### SET PROBLEM 1
Answer these questions using the post about Aristotle below:
(a) Whom did Aristotle's father serve as physician?
(b) In which city was Aristotle's school of philosophy located?
(c) What living things of Greece did Aristotle go a long way toward classifying?
### SET PROBLEM 2
In the post about Aristotle below, reproduce word for word the part that opens with the words containing "Aristotle had many" and closes with "when he died.".

### EXCERPT

------------------------------

Up@dawn 2.0

Saturday, March 3, 2012

Midterm post #3 Socrates, Plato, and Aristotle



Aristotle (384-322) was another Greek philosopher. He was Plato’s prized student. Aristotle’s father served the grandfather of Alexander the Great as his physician. Presumably, it was his father who taught him to take an interest in the details of natural life.
 Aristotle had many disagreements with Plato about certain philosophies. But when Plato died, Aristotle stayed right next to him. After Plato died, Aristotle met and the only woman he would ever love. Her name was Pythias. Aristotle even requested to be buried next to her when he died.
Like Plato, Aristotle also had his own school. His school of philosophy was located in Athens.
 Aristotle was as much a scientist as a philosopher. He was endlessly fascinated with nature, and went a long way towards classifying the plants and animals of Greece. He was equally interested in studying the anatomies of animals and their behavior in the wild.

------------------------------

### DATA
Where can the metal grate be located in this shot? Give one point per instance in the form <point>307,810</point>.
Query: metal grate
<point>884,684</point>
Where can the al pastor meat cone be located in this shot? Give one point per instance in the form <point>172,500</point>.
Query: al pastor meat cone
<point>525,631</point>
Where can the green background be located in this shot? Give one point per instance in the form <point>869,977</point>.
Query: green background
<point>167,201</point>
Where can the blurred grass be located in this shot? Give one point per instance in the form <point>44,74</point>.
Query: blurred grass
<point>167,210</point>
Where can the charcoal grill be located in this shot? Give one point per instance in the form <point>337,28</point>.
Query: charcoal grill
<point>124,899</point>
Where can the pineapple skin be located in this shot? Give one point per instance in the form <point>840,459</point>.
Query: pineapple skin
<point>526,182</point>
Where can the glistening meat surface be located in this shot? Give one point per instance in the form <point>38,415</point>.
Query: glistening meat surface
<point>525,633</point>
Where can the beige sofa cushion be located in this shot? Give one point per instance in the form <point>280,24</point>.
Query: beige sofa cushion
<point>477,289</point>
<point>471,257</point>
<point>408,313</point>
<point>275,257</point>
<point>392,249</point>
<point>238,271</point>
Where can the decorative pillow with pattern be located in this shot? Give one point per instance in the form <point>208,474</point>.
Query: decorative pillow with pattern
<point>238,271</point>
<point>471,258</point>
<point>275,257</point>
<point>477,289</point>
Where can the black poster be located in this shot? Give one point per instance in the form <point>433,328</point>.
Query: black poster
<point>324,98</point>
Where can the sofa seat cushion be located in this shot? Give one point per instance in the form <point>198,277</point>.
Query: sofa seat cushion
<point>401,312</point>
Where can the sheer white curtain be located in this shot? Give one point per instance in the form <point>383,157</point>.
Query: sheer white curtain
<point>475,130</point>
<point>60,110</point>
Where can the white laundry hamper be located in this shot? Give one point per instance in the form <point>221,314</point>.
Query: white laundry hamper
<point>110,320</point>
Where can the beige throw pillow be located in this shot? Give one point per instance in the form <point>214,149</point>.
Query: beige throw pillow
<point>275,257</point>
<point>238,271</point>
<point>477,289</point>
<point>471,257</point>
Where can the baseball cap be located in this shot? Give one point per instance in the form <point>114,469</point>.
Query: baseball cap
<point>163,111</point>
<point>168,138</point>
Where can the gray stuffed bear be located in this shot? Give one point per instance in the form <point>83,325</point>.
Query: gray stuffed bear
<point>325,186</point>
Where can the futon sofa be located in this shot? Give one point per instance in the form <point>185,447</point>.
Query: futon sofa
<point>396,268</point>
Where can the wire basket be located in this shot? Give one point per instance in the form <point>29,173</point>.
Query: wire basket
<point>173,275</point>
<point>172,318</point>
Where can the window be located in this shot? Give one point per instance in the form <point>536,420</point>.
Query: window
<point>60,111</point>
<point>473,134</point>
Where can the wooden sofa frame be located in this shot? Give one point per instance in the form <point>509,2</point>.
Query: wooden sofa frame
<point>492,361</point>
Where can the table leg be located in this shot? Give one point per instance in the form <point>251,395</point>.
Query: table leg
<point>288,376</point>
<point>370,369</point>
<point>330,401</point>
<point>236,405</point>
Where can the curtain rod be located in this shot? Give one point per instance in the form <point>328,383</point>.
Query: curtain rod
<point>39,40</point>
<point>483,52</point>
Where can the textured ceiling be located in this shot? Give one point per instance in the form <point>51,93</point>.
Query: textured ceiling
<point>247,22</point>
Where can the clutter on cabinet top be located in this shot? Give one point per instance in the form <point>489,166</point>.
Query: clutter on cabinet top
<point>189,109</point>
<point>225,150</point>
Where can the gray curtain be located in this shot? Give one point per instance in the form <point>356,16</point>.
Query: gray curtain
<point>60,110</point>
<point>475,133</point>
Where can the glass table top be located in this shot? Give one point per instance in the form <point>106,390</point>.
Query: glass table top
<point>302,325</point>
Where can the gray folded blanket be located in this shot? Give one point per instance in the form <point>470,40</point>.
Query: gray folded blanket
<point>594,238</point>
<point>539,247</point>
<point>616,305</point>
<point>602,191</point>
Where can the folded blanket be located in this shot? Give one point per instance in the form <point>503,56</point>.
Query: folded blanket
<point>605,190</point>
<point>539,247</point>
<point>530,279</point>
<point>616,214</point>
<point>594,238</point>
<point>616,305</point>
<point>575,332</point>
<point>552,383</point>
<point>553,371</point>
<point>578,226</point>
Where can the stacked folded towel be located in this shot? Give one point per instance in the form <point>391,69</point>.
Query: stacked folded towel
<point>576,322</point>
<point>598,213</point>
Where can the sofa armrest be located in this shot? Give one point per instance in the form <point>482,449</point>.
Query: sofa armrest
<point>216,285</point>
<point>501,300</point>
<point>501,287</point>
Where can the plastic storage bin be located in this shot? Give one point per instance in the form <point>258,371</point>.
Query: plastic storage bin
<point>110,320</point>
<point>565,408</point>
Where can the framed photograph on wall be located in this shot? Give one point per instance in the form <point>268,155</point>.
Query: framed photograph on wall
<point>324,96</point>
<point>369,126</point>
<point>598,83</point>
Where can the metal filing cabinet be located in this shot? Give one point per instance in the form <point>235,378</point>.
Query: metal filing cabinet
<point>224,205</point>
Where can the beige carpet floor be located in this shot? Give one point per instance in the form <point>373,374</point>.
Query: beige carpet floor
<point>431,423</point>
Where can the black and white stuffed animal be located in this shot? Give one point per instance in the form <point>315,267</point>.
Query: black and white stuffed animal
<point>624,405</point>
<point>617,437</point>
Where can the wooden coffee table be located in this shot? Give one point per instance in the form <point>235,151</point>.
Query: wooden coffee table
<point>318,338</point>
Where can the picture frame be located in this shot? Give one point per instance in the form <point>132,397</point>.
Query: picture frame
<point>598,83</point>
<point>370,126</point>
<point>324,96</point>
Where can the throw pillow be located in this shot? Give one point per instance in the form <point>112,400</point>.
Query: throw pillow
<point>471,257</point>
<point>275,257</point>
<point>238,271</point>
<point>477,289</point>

------------------------------

### WRITTEN ANSWER 1
(a) The grandfather of Alexander the Great
(b) Athens
(c) The plants and animals of Greece

### WRITTEN ANSWER 2
Aristotle had many disagreements with Plato about certain philosophies. But when Plato died, Aristotle stayed right next to him. After Plato died, Aristotle met and the only woman he would ever love. Her name was Pythias. Aristotle even requested to be buried next to her when he died.